--- WHAT NEEDS TO BE DONE ---
What follows is a block of records; restate each one word for word.

(Dataset rows)
<<<<
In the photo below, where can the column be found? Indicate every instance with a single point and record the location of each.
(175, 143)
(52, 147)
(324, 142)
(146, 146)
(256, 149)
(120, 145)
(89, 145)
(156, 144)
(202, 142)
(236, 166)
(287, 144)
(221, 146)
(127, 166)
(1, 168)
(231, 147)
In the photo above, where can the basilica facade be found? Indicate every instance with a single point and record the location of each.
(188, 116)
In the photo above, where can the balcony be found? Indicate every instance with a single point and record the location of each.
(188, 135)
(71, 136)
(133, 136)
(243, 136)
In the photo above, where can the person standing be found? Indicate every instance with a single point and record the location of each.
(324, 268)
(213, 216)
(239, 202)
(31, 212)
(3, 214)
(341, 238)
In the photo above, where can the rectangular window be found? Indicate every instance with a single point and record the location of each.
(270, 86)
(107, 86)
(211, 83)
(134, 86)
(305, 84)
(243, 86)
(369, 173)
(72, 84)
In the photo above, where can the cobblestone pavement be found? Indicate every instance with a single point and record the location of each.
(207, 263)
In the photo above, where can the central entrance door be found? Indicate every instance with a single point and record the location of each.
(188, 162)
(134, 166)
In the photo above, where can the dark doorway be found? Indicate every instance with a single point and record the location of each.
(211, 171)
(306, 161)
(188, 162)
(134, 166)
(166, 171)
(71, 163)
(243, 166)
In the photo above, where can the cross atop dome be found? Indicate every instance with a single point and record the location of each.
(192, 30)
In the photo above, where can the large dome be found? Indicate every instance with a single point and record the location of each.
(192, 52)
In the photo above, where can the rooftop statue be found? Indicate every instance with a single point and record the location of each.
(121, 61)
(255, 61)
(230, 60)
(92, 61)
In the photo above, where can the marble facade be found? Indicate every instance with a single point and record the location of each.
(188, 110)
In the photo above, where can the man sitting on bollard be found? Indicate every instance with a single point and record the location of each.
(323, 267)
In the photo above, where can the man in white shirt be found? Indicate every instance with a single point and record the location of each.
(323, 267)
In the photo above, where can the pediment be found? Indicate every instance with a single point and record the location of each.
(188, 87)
>>>>
--- RESULT FOR THIS EXERCISE ---
In the photo below, where can the column be found? Indicate every instance with a single point and record the location of each.
(175, 143)
(52, 147)
(324, 142)
(146, 146)
(256, 149)
(120, 145)
(89, 145)
(156, 144)
(202, 142)
(236, 166)
(287, 144)
(221, 146)
(127, 166)
(1, 168)
(231, 147)
In the photo above, where can the basilica facade be found? Indicate every instance with a single point and record the location of each.
(188, 116)
In the photo above, where can the balcony be found? Indicate every instance with a single point and record the location of each.
(188, 135)
(71, 136)
(133, 136)
(243, 136)
In the photo above, where can the person standing be found? Indicate every instance with a single point and record the location of each.
(324, 268)
(213, 216)
(239, 202)
(31, 212)
(3, 214)
(341, 238)
In the photo above, where can the rectangular window be found? Indicate every instance with a single point and record the location of each.
(270, 86)
(107, 86)
(211, 83)
(134, 86)
(305, 84)
(243, 86)
(369, 173)
(72, 84)
In the photo above, where can the cobblestone pavement be found? Indicate every instance with a single point and record the location of each.
(207, 263)
In the photo above, where can the central entrance door be found? Indicate every instance with a single point and record the location of each.
(188, 162)
(134, 166)
In the photo above, where can the dark doorway be found? Indicate every instance with a single point and record the location of each.
(211, 171)
(306, 161)
(188, 162)
(134, 166)
(166, 171)
(71, 163)
(243, 166)
In the photo above, where can the cross atop dome be found? Indicate every instance with a single point and record the location of each.
(192, 30)
In the photo above, where can the large dome be found? Indicate every instance with a single point and record the location of each.
(192, 52)
In the photo above, where can the rooftop statue be found? Indicate every instance with a single point and record the location of each.
(121, 61)
(255, 61)
(230, 60)
(92, 61)
In the photo above, where can the marble facade be found? Indicate every instance with a single point and record the location of each.
(188, 110)
In the photo above, where can the man sitting on bollard be found? Indicate every instance with a single point and record the location of each.
(323, 267)
In the photo above, where can the man in white shirt be found? Indicate every instance with a single point and record the location of each.
(323, 267)
In the photo above, where can the pediment be found? Indicate every instance with a single point and record the location of each.
(188, 87)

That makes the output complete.